> [EXERCISE DETAILS] Count how many lines in the records below contain the string "eyeglasses", and reply with that number only.

(Dataset items)
+++++
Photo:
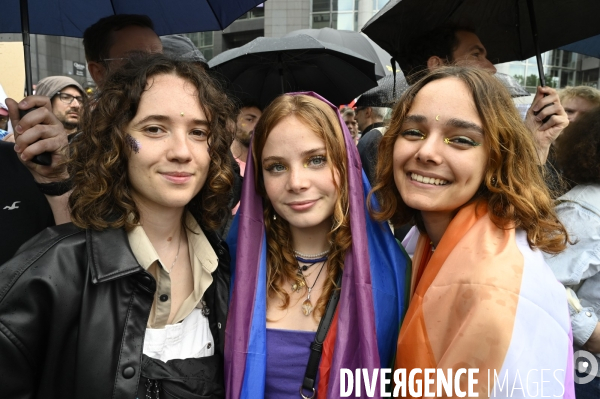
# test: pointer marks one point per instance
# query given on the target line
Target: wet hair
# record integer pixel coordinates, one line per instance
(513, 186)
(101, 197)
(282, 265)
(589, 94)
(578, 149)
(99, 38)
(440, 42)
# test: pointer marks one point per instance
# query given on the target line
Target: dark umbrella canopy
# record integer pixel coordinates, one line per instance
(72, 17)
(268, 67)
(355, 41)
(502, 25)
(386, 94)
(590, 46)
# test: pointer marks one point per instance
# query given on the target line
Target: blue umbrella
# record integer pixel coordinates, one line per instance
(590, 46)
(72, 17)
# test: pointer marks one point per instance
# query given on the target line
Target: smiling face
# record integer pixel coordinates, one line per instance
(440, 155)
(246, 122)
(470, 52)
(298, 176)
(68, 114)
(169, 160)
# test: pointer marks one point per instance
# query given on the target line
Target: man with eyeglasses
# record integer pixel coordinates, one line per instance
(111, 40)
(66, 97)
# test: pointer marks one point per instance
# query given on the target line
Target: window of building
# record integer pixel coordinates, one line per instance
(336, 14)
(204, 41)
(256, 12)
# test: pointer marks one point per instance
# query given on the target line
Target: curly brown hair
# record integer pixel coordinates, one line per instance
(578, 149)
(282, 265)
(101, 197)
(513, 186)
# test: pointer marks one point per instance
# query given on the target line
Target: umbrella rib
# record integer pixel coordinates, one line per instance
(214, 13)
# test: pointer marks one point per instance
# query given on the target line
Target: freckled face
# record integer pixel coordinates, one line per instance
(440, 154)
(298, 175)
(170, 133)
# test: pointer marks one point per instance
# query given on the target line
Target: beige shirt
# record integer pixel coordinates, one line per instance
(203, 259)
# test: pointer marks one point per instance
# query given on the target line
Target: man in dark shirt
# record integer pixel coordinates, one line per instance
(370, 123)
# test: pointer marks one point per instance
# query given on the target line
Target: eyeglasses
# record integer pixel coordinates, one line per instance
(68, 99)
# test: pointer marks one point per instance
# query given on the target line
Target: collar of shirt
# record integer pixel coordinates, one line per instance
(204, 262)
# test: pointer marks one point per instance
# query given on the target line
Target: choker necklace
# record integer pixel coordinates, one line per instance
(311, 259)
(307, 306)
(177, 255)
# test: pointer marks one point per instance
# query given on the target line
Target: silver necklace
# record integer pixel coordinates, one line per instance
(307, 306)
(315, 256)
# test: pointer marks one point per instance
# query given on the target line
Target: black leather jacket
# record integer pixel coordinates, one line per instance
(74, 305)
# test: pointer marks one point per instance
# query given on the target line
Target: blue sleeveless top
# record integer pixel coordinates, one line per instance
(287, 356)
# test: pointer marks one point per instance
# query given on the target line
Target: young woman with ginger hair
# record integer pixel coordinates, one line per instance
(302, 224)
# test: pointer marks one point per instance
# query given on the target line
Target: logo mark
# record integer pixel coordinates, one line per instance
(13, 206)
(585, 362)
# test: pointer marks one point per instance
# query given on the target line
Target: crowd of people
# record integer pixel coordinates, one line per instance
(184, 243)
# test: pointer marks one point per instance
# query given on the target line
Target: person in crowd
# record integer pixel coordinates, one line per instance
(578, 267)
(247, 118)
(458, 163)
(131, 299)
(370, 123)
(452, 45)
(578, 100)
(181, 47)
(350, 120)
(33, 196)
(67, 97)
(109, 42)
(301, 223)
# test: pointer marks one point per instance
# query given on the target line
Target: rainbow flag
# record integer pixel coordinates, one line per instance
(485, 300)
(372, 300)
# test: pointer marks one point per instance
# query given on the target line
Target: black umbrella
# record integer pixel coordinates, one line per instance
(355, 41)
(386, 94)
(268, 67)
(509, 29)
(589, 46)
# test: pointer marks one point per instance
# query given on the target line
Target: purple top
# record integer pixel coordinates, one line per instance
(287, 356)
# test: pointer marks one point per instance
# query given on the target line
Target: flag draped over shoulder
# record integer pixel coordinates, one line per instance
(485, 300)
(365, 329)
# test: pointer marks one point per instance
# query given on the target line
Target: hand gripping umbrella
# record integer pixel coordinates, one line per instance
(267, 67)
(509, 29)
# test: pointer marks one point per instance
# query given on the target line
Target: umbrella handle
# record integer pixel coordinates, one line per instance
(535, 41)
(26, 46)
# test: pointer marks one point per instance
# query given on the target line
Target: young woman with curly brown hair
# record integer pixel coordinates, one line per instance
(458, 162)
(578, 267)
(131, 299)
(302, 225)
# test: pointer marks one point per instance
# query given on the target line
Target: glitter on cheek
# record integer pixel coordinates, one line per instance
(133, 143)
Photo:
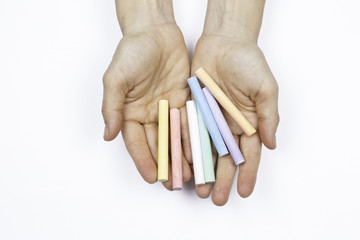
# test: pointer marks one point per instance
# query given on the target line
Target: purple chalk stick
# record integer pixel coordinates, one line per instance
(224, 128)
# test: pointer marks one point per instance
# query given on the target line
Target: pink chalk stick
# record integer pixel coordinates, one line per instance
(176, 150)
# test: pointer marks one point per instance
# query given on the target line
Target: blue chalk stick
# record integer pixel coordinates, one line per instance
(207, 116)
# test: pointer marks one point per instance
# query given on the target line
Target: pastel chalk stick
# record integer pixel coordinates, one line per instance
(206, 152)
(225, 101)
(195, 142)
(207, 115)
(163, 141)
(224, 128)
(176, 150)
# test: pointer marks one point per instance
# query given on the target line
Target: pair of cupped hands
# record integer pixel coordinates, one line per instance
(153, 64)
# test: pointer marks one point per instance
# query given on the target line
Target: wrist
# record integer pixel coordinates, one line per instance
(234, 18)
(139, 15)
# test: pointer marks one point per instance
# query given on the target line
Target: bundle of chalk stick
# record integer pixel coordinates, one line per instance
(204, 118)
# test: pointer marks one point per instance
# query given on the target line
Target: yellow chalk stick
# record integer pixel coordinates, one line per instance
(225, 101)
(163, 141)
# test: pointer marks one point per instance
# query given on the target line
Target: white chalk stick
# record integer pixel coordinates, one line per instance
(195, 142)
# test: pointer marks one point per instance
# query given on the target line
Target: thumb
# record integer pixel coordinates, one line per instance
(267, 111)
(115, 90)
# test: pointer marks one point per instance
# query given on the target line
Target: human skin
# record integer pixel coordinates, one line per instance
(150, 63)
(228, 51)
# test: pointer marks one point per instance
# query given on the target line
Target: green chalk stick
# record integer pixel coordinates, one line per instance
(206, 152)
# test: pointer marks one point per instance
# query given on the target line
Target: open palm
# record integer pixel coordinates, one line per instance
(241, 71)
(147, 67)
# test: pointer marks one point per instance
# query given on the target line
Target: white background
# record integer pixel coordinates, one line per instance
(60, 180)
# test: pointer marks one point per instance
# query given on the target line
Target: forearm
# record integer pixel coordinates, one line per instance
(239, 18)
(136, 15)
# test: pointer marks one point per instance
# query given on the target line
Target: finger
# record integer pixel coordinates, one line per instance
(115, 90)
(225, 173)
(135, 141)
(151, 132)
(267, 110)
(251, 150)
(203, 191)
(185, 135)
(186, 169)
+++++
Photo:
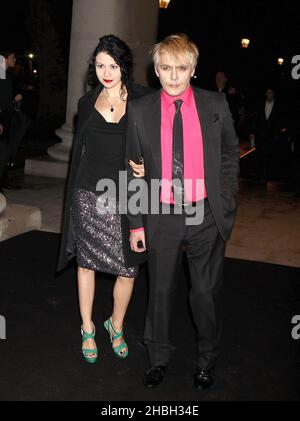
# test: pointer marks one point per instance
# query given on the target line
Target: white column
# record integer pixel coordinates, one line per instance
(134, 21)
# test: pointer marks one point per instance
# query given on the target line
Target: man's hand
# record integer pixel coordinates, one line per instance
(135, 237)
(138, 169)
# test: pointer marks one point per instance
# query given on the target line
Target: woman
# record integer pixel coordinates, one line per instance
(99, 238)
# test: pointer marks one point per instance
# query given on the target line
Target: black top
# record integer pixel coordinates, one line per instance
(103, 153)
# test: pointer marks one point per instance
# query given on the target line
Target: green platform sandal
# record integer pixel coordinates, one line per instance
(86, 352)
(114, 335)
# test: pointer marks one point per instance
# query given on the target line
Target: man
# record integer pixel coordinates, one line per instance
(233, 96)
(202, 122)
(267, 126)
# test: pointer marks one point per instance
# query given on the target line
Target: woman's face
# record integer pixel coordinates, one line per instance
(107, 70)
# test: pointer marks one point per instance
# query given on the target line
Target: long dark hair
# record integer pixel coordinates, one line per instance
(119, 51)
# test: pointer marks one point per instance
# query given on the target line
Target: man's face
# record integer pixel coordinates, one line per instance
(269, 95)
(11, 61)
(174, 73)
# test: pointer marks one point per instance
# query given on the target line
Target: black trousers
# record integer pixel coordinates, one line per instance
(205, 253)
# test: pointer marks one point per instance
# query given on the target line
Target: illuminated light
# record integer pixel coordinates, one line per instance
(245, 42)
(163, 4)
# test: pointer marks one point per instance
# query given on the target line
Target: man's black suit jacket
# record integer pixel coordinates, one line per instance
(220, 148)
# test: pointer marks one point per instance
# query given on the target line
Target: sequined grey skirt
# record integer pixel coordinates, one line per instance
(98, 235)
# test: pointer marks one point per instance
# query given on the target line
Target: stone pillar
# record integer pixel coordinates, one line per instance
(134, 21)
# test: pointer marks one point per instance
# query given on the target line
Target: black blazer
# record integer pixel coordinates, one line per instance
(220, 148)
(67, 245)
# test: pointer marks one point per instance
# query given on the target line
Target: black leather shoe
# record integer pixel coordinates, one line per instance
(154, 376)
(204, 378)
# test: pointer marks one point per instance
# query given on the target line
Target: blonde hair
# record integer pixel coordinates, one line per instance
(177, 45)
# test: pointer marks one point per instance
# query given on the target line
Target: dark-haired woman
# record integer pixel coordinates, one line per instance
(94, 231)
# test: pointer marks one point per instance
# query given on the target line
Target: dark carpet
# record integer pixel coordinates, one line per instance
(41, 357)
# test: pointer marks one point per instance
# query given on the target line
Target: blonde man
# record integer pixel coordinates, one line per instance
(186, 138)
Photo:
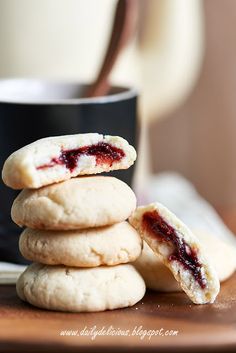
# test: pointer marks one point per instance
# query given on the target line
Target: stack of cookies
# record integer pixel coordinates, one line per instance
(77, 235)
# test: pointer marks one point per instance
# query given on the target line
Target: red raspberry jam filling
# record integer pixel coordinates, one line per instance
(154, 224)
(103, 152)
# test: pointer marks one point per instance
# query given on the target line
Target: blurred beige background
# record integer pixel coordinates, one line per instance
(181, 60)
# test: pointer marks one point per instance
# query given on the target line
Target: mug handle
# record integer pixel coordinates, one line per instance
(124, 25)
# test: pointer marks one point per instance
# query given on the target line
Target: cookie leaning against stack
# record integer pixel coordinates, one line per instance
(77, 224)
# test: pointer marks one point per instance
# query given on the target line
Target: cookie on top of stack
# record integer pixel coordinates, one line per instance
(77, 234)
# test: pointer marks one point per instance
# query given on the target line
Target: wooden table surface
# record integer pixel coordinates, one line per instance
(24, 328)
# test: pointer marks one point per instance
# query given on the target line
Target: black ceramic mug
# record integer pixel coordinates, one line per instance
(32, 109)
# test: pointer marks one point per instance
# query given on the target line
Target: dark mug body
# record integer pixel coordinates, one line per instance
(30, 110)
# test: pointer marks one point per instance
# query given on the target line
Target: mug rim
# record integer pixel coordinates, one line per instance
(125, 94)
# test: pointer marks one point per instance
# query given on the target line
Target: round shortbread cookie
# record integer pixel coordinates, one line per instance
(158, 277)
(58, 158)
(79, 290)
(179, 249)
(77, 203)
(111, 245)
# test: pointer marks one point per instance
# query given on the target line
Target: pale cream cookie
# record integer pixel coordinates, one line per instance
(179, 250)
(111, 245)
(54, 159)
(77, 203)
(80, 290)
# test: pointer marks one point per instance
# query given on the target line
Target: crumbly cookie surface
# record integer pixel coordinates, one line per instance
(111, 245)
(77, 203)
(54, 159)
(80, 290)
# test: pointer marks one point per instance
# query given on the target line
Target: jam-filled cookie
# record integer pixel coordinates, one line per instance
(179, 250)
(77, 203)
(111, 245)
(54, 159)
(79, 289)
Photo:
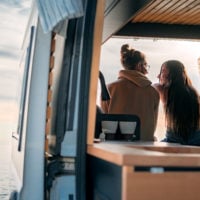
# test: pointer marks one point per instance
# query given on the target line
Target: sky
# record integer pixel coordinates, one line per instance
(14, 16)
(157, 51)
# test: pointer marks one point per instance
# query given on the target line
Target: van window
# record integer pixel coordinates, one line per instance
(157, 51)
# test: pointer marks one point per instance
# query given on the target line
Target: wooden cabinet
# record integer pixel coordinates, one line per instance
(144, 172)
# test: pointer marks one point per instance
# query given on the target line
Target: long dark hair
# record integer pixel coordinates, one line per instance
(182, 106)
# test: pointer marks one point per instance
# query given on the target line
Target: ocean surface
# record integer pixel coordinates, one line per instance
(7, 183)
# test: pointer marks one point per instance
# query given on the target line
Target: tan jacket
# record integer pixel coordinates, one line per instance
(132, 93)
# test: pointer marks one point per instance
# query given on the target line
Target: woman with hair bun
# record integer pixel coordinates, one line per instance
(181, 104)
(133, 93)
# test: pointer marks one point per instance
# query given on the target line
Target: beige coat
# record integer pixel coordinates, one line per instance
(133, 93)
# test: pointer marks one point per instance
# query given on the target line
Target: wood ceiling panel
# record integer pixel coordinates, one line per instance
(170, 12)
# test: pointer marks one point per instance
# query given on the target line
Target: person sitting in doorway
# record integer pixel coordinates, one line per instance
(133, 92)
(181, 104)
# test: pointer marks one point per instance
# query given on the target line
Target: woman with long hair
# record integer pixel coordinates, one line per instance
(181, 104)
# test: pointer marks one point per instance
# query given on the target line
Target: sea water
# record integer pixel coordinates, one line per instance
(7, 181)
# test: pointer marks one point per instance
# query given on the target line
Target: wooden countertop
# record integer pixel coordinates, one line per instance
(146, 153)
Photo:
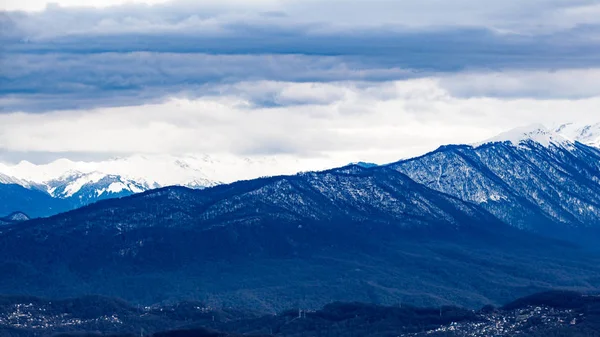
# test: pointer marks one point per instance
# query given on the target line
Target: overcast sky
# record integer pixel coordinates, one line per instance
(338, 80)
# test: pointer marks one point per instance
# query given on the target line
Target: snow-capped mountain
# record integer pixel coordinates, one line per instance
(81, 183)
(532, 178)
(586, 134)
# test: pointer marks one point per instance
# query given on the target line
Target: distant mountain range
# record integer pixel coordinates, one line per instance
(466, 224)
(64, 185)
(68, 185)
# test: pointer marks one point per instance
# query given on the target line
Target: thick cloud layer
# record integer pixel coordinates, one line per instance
+++++
> [FULL OUTPUT] 2